## [Objective]
Output each line of the rows below as a string in a JSON list, one string per line, with blank lines omitted and the pictures left out.

>> BEGIN Data to use

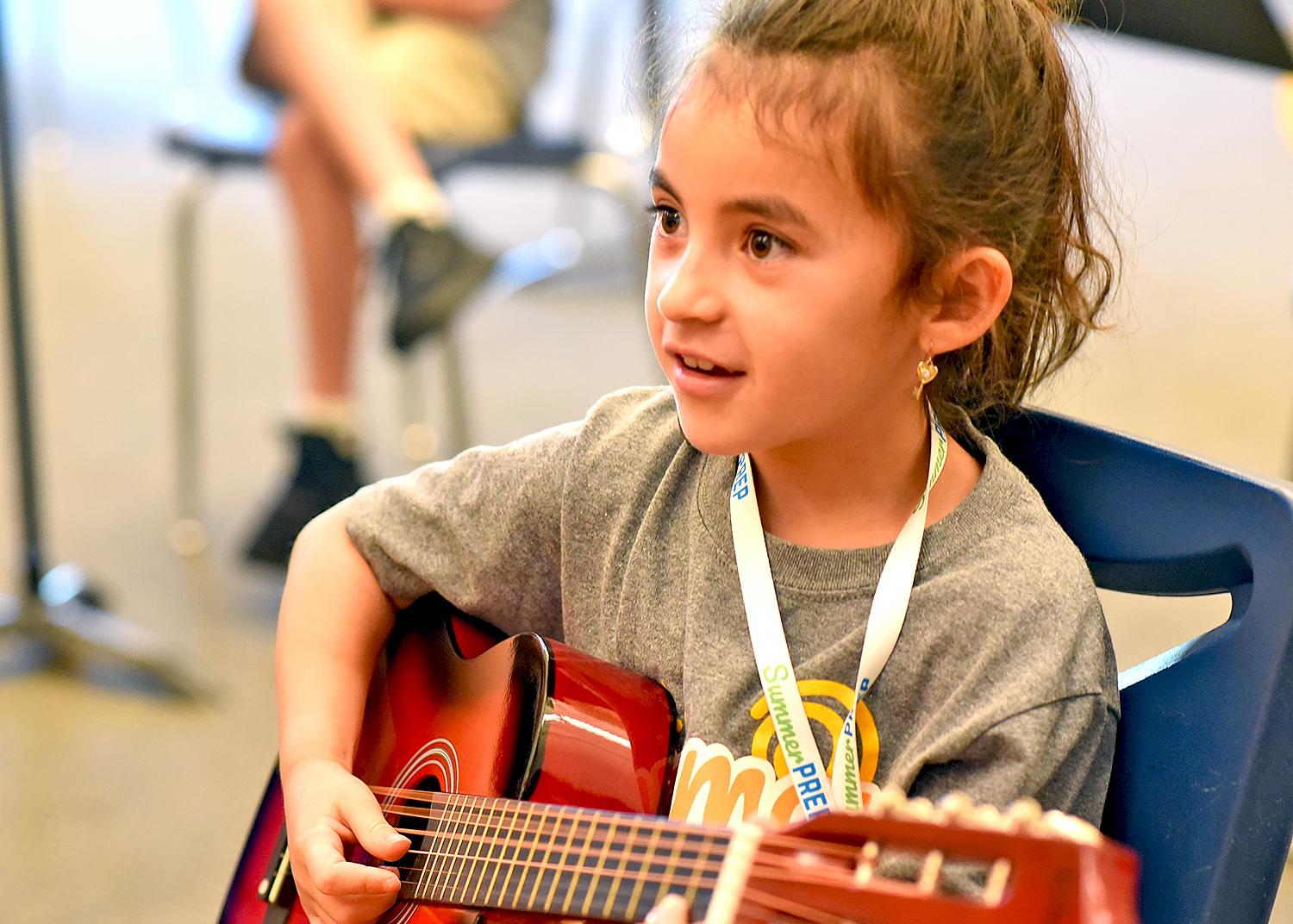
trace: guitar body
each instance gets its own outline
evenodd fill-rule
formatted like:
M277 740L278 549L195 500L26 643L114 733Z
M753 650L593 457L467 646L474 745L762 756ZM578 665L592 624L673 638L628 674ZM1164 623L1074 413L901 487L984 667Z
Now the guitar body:
M679 744L658 684L535 635L503 640L432 597L397 620L369 693L356 774L378 787L656 814L667 808ZM308 924L284 846L275 770L220 924ZM383 921L460 916L398 902Z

>> END Data to use

## [Expected answer]
[
  "trace: guitar body",
  "each instance gets its own outline",
  "evenodd fill-rule",
  "formatted like:",
  "M277 740L278 549L195 500L26 643L114 733Z",
  "M753 650L593 457L467 646L474 745L762 756ZM578 665L592 624L673 638L628 674ZM1164 623L1074 413L901 487L984 667Z",
  "Now the guitar body:",
  "M679 744L658 684L535 635L503 640L432 597L397 620L369 693L356 774L378 787L656 814L667 808ZM308 924L284 846L275 770L220 924ZM383 921L460 916L398 902Z"
]